_PROBLEM SET_:
(1) According to the bergamot profile, in which Italian city was the essence first sold?
(2) Quote the stretch of the bergamot profile from "Psychological Benefits" through "cheering, and uplifting.", word for word.

_GIVEN TEXT_:
Bergamot: essential oil profile

If you like to drink Earl Grey tea, then you are already familiar with the beautiful scent of bergamot.

Some people have described the smell of bergamot as a combination of lemon, orange, lime and lavender.

Bergamot essential oil – Citrus bergamia – comes from the peels of a citrus fruit. The bergamot tree can grow to a height of about 4.5 meters and bears non-edible green to yellow fruit (Schiller, 2008).

The tree was first discovered growing in Italy, and the essence was initially sold in the Italian city of Bergamo (Schiller, 2008).

Jane Grayson in her book Aromatherapy for the Seasons states that bergamot is infused with the light and sun of Italy (Grayson,1993). Its’ uplifting scent makes it the perfect oil to diffuse as a room fragrance – especially as the days grow shorter in our northern Canadian climate.

Psychological Benefits

Bergamot is a valuable uplifting oil that is “sharpening rather than stimulating, leaving one feeling very present” (Grayson, 1993). Bergamot is a natural balancer – the lovely, lighthearted scent can ease anxiety, nervous tension, and stress. It is rich in the chemical components linalyl acetate and linalool which is why the essential oil is so calming, cheering, and uplifting.

_GIVEN INFORMATION_:
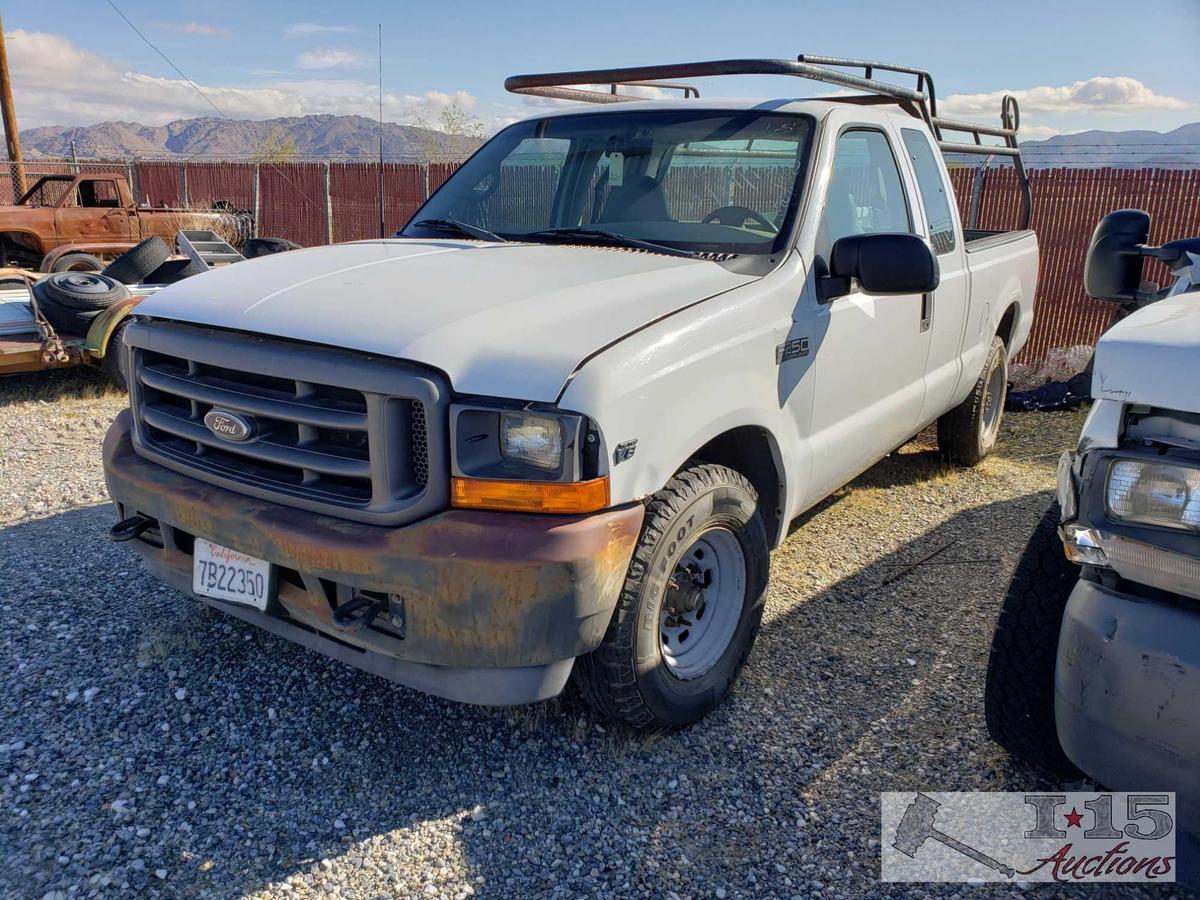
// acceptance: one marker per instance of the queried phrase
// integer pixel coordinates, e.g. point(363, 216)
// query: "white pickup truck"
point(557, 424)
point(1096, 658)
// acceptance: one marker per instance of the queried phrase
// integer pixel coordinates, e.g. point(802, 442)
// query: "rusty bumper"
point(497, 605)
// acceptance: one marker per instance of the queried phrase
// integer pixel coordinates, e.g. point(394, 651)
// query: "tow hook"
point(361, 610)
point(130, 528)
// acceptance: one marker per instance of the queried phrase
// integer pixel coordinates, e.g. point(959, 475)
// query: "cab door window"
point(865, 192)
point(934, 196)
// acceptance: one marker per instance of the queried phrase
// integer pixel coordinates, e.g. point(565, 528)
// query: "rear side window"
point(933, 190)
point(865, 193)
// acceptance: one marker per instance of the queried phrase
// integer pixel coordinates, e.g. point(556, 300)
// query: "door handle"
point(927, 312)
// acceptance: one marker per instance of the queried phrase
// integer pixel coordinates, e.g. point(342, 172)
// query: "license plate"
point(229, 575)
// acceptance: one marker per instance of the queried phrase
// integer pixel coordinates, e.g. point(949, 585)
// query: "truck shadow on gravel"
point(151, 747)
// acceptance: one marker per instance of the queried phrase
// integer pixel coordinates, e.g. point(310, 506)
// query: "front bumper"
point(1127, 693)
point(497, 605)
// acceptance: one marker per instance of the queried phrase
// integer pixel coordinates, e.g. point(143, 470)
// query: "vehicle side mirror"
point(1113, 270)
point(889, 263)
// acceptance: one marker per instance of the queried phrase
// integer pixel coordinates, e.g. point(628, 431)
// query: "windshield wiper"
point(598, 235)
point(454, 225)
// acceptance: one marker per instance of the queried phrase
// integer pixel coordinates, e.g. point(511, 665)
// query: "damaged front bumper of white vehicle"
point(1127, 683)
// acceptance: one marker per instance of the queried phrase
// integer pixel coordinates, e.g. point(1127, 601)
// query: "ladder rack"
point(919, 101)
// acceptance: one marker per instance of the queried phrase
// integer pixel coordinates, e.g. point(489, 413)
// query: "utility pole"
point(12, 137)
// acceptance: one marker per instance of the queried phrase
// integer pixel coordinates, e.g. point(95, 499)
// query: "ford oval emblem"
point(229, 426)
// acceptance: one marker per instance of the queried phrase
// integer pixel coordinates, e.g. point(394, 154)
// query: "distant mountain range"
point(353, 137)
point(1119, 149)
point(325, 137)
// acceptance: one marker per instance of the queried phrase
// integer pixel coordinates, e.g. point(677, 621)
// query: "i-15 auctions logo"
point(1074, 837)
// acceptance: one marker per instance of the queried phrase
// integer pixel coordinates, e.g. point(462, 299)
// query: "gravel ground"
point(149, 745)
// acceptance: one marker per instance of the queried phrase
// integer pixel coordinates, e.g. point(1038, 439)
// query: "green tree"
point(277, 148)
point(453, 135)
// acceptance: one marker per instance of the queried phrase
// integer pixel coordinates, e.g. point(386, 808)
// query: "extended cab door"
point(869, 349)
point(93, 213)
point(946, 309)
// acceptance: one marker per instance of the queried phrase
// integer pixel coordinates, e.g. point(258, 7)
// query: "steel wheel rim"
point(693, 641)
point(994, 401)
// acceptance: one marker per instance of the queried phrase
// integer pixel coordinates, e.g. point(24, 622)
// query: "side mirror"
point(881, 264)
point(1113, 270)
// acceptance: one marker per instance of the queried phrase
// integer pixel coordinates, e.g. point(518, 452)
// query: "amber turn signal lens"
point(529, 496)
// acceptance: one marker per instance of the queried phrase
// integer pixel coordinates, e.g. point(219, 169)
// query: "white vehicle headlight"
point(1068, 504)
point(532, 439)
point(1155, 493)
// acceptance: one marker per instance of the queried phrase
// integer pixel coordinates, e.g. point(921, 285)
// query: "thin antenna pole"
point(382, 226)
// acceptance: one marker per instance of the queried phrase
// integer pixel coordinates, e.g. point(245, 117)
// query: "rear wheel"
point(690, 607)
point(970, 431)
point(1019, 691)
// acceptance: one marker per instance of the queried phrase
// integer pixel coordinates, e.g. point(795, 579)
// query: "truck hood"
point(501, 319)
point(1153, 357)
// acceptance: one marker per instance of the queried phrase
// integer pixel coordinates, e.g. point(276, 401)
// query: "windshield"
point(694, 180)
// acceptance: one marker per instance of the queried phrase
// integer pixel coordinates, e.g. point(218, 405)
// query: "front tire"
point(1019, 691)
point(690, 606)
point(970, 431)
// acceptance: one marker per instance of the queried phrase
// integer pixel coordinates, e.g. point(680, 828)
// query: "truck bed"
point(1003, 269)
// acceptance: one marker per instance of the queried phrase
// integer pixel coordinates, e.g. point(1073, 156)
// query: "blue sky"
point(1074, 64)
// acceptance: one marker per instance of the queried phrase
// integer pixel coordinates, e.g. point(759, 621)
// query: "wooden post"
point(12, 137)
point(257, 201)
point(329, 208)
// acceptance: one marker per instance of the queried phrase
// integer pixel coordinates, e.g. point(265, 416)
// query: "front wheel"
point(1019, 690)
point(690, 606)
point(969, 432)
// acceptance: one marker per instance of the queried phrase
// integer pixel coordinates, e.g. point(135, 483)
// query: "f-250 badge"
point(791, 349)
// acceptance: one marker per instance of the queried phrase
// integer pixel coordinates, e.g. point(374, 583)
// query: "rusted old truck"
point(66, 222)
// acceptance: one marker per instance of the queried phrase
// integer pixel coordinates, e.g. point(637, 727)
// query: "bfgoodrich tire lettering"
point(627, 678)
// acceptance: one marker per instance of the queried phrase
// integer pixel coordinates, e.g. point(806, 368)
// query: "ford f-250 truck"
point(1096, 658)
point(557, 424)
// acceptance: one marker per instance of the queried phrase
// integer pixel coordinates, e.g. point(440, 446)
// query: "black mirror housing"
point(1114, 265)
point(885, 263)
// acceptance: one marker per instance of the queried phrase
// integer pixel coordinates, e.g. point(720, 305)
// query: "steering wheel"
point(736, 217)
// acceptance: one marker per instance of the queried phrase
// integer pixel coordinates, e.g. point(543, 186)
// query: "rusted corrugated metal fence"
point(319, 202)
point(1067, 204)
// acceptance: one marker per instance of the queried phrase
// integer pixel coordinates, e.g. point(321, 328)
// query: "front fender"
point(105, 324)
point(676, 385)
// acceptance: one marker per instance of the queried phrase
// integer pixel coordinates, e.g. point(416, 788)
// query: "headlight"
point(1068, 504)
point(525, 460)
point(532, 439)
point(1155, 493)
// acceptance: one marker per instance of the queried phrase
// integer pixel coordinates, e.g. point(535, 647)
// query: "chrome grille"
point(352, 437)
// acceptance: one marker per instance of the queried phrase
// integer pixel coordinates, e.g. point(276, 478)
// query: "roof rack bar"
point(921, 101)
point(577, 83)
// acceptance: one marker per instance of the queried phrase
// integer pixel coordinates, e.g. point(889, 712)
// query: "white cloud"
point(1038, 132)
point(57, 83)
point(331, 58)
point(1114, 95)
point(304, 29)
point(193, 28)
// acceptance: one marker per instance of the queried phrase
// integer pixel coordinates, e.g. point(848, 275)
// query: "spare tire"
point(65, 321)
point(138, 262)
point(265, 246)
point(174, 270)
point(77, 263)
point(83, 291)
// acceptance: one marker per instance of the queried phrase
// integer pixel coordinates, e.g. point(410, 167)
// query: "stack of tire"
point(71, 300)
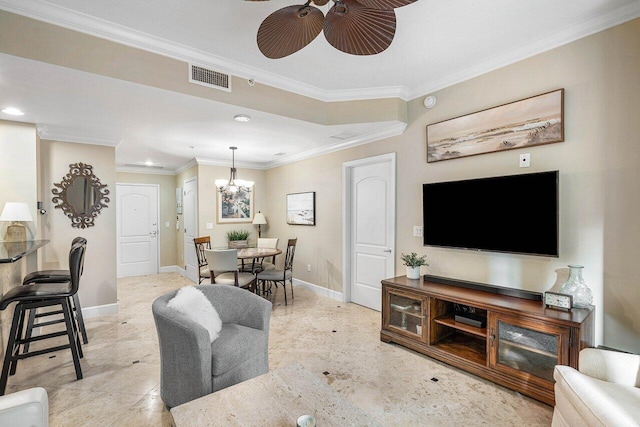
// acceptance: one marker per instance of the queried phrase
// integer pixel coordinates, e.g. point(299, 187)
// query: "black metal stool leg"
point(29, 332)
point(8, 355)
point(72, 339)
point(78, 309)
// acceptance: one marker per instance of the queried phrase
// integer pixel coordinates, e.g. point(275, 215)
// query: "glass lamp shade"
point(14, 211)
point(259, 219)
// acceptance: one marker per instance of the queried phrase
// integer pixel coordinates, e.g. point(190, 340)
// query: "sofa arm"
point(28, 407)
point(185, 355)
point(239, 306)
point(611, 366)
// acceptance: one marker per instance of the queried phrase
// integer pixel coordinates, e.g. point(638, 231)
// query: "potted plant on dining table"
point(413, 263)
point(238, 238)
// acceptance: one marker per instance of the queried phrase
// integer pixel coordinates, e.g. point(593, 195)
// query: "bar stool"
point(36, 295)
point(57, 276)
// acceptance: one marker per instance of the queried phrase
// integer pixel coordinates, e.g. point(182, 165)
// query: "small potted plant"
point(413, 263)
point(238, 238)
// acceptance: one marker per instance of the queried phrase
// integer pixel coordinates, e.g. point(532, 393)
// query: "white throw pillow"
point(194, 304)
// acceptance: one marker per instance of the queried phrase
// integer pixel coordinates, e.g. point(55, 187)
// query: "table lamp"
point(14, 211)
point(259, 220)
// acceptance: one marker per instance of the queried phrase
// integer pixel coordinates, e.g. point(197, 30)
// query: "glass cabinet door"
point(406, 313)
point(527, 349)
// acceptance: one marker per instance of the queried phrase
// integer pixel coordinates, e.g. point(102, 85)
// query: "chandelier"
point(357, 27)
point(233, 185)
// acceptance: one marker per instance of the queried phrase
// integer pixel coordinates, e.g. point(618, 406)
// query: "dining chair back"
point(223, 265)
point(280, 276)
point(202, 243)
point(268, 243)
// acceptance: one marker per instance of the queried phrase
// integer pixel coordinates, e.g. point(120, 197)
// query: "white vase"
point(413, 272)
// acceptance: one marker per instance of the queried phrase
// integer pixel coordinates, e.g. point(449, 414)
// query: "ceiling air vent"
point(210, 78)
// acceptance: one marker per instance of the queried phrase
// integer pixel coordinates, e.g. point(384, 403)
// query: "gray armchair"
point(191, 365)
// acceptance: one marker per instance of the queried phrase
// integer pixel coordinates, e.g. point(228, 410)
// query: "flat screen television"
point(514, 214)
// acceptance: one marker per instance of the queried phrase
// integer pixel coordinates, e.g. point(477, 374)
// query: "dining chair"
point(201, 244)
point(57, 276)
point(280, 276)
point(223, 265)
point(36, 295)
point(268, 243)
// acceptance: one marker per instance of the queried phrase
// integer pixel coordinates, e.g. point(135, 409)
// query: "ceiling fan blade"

_SOLUTION SET_:
(1) Bergamo.

(2)
Psychological Benefits

Bergamot is a valuable uplifting oil that is “sharpening rather than stimulating, leaving one feeling very present” (Grayson, 1993). Bergamot is a natural balancer – the lovely, lighthearted scent can ease anxiety, nervous tension, and stress. It is rich in the chemical components linalyl acetate and linalool which is why the essential oil is so calming, cheering, and uplifting.